• [READING PASSAGE]
▬▬▬▬▬▬▬▬▬▬
It is a small deciduous tree growing to 10–15 m (rarely to 20 m) tall with a trunk up to 70 cm diameter, though usually smaller and often with multiple trunks, and a spreading crown of long, slender branches. The bark is smooth, olive-green with regular narrow vertical white stripes and small horizontal brownish lenticels; it retains its pattern to the base even on old trees. The leaves are 10–15 cm long and 6–12 cm broad, with three or five lobes, the basal lobes of five-lobed leaves being small; they have a serrated margin, conspicuous veining, and a reddish 4–8 cm petiole. They are matt to sub-shiny green in summer, turning to bright yellow, orange or red in the autumn. The flowers are small, greenish-yellow, produced on 8–10 cm racemes in late spring, erect at first but becoming pendulous, with male and female flowers on different racemes. The samara nutlets are 5 mm long, with a 2 cm long wing.
▬▬▬▬▬▬▬▬▬▬
• [SOURCE INFORMATION]
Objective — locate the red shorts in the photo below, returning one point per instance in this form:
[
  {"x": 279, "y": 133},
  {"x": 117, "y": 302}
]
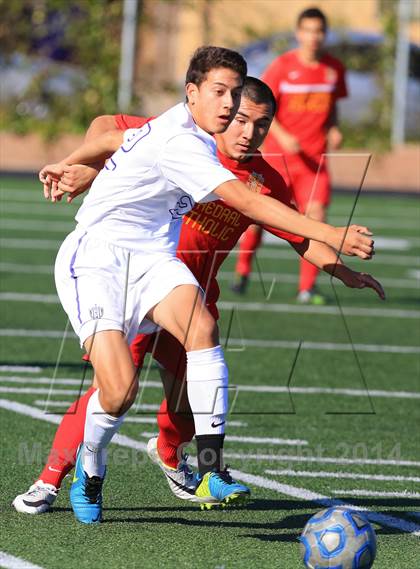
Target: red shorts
[
  {"x": 308, "y": 177},
  {"x": 165, "y": 349}
]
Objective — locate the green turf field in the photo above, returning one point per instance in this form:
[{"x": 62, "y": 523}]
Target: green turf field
[{"x": 338, "y": 419}]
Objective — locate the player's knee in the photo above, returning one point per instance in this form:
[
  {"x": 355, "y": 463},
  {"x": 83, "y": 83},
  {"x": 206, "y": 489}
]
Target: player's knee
[
  {"x": 118, "y": 400},
  {"x": 204, "y": 334}
]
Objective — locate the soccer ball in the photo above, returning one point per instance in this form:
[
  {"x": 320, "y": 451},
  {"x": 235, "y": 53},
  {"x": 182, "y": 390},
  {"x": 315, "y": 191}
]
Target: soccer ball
[{"x": 339, "y": 538}]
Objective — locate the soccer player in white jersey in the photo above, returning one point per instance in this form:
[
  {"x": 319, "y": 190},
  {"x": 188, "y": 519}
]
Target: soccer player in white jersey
[{"x": 117, "y": 272}]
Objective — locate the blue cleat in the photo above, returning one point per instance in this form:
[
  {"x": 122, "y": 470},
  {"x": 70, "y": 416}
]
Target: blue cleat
[
  {"x": 86, "y": 494},
  {"x": 219, "y": 489}
]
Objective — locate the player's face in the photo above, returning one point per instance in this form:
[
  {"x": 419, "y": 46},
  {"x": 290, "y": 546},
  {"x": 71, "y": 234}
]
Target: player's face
[
  {"x": 247, "y": 131},
  {"x": 311, "y": 34},
  {"x": 214, "y": 103}
]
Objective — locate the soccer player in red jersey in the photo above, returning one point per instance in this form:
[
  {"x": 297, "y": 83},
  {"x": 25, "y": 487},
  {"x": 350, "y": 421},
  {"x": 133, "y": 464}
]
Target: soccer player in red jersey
[
  {"x": 208, "y": 234},
  {"x": 307, "y": 82}
]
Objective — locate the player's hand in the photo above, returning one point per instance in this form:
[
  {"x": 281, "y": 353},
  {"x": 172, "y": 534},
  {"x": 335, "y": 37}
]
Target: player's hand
[
  {"x": 290, "y": 143},
  {"x": 75, "y": 179},
  {"x": 49, "y": 177},
  {"x": 335, "y": 138},
  {"x": 354, "y": 279},
  {"x": 355, "y": 240}
]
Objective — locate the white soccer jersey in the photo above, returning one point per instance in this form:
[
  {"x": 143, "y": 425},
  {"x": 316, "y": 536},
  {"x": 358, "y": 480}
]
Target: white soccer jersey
[{"x": 137, "y": 201}]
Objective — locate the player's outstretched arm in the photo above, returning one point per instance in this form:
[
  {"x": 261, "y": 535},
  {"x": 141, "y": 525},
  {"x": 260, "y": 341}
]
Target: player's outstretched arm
[
  {"x": 326, "y": 259},
  {"x": 353, "y": 240},
  {"x": 95, "y": 150}
]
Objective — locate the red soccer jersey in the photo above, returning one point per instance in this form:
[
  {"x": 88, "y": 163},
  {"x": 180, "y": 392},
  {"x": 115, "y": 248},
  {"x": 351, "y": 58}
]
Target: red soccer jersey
[
  {"x": 211, "y": 230},
  {"x": 305, "y": 96}
]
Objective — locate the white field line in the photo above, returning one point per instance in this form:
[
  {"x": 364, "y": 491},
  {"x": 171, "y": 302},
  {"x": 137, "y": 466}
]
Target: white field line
[
  {"x": 378, "y": 222},
  {"x": 35, "y": 195},
  {"x": 414, "y": 273},
  {"x": 8, "y": 561},
  {"x": 37, "y": 244},
  {"x": 21, "y": 224},
  {"x": 291, "y": 278},
  {"x": 252, "y": 440},
  {"x": 41, "y": 225},
  {"x": 22, "y": 333},
  {"x": 26, "y": 297},
  {"x": 263, "y": 253},
  {"x": 362, "y": 217},
  {"x": 319, "y": 459},
  {"x": 341, "y": 475},
  {"x": 251, "y": 307},
  {"x": 44, "y": 210},
  {"x": 375, "y": 494},
  {"x": 41, "y": 380},
  {"x": 21, "y": 369},
  {"x": 381, "y": 243},
  {"x": 244, "y": 388},
  {"x": 300, "y": 493},
  {"x": 39, "y": 391},
  {"x": 329, "y": 391},
  {"x": 61, "y": 381},
  {"x": 45, "y": 403},
  {"x": 324, "y": 310},
  {"x": 241, "y": 343},
  {"x": 308, "y": 495},
  {"x": 27, "y": 269},
  {"x": 288, "y": 278},
  {"x": 380, "y": 258},
  {"x": 392, "y": 212}
]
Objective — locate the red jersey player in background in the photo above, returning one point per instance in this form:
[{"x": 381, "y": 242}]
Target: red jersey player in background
[
  {"x": 208, "y": 234},
  {"x": 307, "y": 82}
]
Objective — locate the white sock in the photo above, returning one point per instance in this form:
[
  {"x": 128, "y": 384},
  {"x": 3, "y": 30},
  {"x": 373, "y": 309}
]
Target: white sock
[
  {"x": 99, "y": 430},
  {"x": 207, "y": 385}
]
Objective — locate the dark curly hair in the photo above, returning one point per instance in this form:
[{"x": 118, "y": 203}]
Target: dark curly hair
[
  {"x": 210, "y": 57},
  {"x": 259, "y": 93},
  {"x": 311, "y": 13}
]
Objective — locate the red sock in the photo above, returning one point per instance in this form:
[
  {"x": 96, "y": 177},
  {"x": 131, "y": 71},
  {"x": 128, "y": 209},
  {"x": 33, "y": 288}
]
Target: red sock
[
  {"x": 308, "y": 274},
  {"x": 249, "y": 243},
  {"x": 174, "y": 430},
  {"x": 67, "y": 438}
]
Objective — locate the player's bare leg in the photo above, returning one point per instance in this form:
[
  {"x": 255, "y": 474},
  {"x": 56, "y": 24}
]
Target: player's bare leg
[
  {"x": 307, "y": 293},
  {"x": 176, "y": 429},
  {"x": 117, "y": 389},
  {"x": 207, "y": 382},
  {"x": 248, "y": 244},
  {"x": 41, "y": 495}
]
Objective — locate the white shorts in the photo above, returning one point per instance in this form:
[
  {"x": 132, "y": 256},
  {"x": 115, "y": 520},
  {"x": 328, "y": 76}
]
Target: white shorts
[{"x": 105, "y": 287}]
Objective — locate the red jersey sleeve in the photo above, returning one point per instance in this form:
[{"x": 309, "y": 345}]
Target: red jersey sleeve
[
  {"x": 272, "y": 76},
  {"x": 123, "y": 122},
  {"x": 283, "y": 193},
  {"x": 341, "y": 88}
]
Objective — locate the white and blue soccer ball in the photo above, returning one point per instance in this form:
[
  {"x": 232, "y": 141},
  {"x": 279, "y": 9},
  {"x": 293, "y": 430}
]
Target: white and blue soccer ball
[{"x": 338, "y": 538}]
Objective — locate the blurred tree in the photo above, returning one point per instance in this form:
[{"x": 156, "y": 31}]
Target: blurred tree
[{"x": 72, "y": 51}]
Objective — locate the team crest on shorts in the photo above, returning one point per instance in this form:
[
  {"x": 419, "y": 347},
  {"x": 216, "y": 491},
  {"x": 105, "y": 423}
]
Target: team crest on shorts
[
  {"x": 255, "y": 182},
  {"x": 96, "y": 312}
]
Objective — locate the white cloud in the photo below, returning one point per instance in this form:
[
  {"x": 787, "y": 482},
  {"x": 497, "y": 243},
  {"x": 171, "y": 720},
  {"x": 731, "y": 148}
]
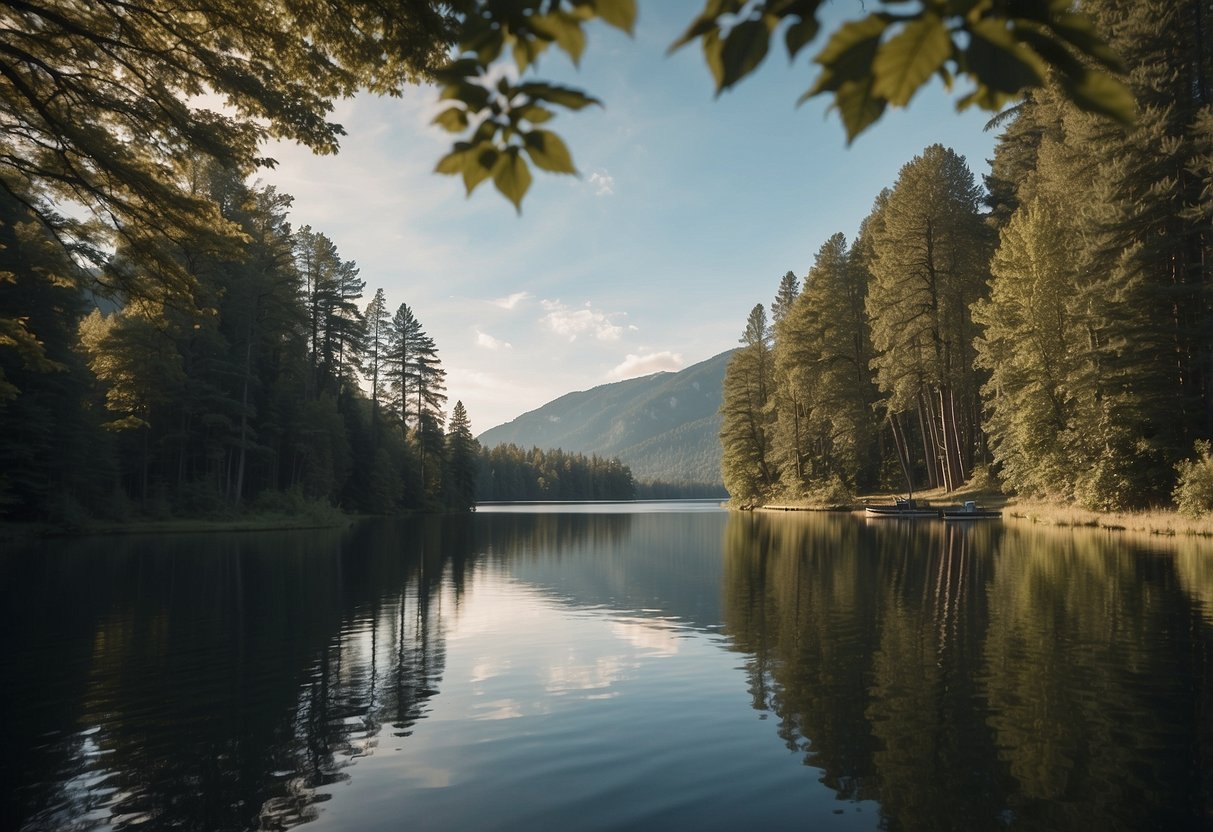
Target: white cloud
[
  {"x": 570, "y": 323},
  {"x": 648, "y": 364},
  {"x": 603, "y": 183},
  {"x": 489, "y": 342},
  {"x": 511, "y": 301}
]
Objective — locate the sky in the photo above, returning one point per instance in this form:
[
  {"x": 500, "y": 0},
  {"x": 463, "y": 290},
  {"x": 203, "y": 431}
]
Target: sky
[{"x": 687, "y": 212}]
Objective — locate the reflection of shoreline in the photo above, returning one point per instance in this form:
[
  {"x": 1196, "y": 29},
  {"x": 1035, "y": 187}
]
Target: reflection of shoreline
[
  {"x": 969, "y": 677},
  {"x": 309, "y": 647}
]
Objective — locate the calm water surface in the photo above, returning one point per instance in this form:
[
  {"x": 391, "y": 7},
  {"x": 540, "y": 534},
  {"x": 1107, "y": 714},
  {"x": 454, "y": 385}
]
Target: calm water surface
[{"x": 609, "y": 667}]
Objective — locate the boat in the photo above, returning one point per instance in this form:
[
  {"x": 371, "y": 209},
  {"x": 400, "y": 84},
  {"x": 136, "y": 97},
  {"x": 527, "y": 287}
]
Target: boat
[
  {"x": 971, "y": 511},
  {"x": 906, "y": 508}
]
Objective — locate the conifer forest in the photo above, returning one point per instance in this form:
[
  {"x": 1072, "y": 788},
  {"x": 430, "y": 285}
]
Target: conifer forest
[{"x": 1049, "y": 329}]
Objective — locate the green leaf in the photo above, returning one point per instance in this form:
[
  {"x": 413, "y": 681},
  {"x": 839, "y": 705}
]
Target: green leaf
[
  {"x": 909, "y": 58},
  {"x": 512, "y": 177},
  {"x": 457, "y": 70},
  {"x": 1102, "y": 92},
  {"x": 799, "y": 34},
  {"x": 712, "y": 47},
  {"x": 454, "y": 161},
  {"x": 564, "y": 96},
  {"x": 858, "y": 107},
  {"x": 565, "y": 30},
  {"x": 473, "y": 95},
  {"x": 849, "y": 53},
  {"x": 527, "y": 51},
  {"x": 453, "y": 119},
  {"x": 478, "y": 165},
  {"x": 699, "y": 27},
  {"x": 1077, "y": 29},
  {"x": 1000, "y": 63},
  {"x": 744, "y": 49},
  {"x": 534, "y": 113},
  {"x": 619, "y": 13},
  {"x": 548, "y": 152}
]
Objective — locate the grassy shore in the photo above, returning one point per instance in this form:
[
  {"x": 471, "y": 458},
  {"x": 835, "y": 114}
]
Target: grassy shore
[
  {"x": 23, "y": 531},
  {"x": 1157, "y": 522}
]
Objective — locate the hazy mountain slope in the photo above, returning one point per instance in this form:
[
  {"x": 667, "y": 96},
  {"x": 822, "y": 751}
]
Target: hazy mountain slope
[{"x": 664, "y": 426}]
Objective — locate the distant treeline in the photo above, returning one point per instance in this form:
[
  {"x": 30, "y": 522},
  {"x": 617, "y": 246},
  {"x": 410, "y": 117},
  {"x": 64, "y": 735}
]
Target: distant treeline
[
  {"x": 508, "y": 472},
  {"x": 1054, "y": 328},
  {"x": 679, "y": 490},
  {"x": 240, "y": 379}
]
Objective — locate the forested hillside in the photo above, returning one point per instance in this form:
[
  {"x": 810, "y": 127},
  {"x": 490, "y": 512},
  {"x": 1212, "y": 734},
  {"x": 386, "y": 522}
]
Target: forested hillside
[
  {"x": 1053, "y": 328},
  {"x": 664, "y": 427},
  {"x": 235, "y": 380}
]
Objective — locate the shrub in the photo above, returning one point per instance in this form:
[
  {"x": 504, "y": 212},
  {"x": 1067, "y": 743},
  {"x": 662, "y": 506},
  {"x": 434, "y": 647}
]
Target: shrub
[
  {"x": 831, "y": 493},
  {"x": 1194, "y": 489}
]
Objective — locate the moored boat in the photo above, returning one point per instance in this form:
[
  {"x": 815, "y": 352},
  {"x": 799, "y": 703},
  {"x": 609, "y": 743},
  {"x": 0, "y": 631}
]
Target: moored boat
[
  {"x": 906, "y": 508},
  {"x": 971, "y": 511}
]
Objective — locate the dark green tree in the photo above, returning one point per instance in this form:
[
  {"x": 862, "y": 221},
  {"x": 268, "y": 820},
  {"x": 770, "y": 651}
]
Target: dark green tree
[
  {"x": 747, "y": 461},
  {"x": 930, "y": 255},
  {"x": 462, "y": 454}
]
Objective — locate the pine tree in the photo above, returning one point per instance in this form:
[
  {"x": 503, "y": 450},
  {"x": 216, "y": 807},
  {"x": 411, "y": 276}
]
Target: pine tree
[
  {"x": 462, "y": 455},
  {"x": 375, "y": 355},
  {"x": 824, "y": 395},
  {"x": 747, "y": 461},
  {"x": 930, "y": 266},
  {"x": 789, "y": 288}
]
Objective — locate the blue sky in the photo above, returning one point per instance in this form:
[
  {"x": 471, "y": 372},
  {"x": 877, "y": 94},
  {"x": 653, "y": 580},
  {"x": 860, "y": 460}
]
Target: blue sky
[{"x": 688, "y": 211}]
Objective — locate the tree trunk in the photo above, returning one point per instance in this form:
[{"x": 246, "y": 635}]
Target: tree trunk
[
  {"x": 244, "y": 426},
  {"x": 929, "y": 440},
  {"x": 903, "y": 450}
]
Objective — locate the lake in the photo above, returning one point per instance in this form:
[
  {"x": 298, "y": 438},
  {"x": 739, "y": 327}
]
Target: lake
[{"x": 649, "y": 666}]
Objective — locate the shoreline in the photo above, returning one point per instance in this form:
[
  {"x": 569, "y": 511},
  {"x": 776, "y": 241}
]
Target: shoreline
[
  {"x": 32, "y": 531},
  {"x": 1161, "y": 523}
]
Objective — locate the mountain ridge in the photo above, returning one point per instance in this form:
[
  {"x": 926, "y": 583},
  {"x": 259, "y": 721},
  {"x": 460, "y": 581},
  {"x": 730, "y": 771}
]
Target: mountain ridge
[{"x": 664, "y": 426}]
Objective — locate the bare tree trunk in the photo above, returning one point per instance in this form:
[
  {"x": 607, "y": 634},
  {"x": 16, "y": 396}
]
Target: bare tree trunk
[
  {"x": 903, "y": 450},
  {"x": 244, "y": 425},
  {"x": 929, "y": 440}
]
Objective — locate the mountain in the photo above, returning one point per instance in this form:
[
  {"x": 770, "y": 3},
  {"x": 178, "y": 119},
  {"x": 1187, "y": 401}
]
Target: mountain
[{"x": 664, "y": 427}]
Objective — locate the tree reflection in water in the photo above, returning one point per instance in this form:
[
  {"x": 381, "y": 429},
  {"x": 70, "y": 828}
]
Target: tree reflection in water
▬▬▬▬▬▬▬▬▬▬
• [TASKS]
**a.** According to the tree description, what color are the flowers?
**b.** Write the next few sentences of the tree description, continuing after its last sentence.

• [TASK ANSWERS]
**a.** Greenish-yellow.

**b.**
It can be distinguished from the related Acer rufinerve (Japanese, ウリハダカエデ urihadakaede), with which it sometimes grows, by the reddish petioles, the hairless or only thinly hairy leaves (contrasting with the rufous hairs on the underside of A. rufinerve leaves), and in flowering later in spring well after the leaves appear.

== Cultivation and uses ==
It is grown as an ornamental tree for its striped bark and good autumn foliage. When grown together with its close relatives, it may be distinguished from them by the additional presence of small, rust-orange spots on the bark. Hybrids with A. davidii are frequent in cultivation.

This plant has gained the Royal Horticultural Society's Award of Garden Merit.